Task statement.
Retype the lines below without changes, starting at the line that contains "Target: white dress shirt" and continuing through the final line.

Location annotation dataset excerpts.
= = =

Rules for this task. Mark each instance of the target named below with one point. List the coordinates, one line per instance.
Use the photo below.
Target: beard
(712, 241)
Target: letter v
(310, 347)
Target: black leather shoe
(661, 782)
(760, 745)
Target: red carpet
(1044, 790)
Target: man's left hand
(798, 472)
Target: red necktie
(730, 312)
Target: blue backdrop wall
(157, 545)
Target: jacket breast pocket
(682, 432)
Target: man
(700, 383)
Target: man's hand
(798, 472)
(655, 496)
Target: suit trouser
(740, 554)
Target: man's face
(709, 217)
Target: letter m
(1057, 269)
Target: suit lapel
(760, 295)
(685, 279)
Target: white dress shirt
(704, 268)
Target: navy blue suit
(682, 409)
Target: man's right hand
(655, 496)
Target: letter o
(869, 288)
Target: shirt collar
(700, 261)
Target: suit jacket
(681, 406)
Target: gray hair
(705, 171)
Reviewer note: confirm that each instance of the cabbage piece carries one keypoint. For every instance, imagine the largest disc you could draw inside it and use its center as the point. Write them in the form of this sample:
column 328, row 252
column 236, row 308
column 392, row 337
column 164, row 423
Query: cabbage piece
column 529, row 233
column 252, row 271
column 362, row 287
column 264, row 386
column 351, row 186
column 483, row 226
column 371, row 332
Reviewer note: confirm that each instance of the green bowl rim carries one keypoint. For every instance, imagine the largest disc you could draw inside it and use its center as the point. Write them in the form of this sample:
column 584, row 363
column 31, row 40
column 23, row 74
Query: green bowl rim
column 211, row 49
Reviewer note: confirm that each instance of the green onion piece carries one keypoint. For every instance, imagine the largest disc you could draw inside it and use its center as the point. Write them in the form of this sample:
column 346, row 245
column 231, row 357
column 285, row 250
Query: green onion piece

= = =

Response for this exercise.
Target: white dress shirt
(704, 268)
Target: navy blue suit
(682, 409)
Target: man's right hand
(655, 496)
Target: letter o
(869, 288)
Target: shirt collar
(700, 261)
Target: suit jacket
(681, 406)
Target: gray hair
(705, 171)
Reviewer note: confirm that each instance of the cabbage piece carries one keypoint. For every instance, imagine the largest disc you could draw inside it and use its center as the point. Write them in the form of this sample:
column 328, row 252
column 236, row 308
column 392, row 337
column 164, row 423
Query: cabbage piece
column 529, row 233
column 252, row 271
column 362, row 287
column 264, row 386
column 351, row 186
column 483, row 226
column 371, row 332
Reviewer note: confirm that each instance of the green bowl rim carries one keypoint. For every instance, imagine the largest disc you could draw inside it and use its center as the point. Write them in the form of this sample:
column 584, row 363
column 31, row 40
column 23, row 74
Query: green bowl rim
column 211, row 49
Reviewer note: confirm that each instance of the green onion piece carries one keypoint. For every instance, imagine the largest disc you could draw inside it and use its center as the point. Write them in the form of this sample:
column 346, row 245
column 231, row 357
column 285, row 250
Query: green onion piece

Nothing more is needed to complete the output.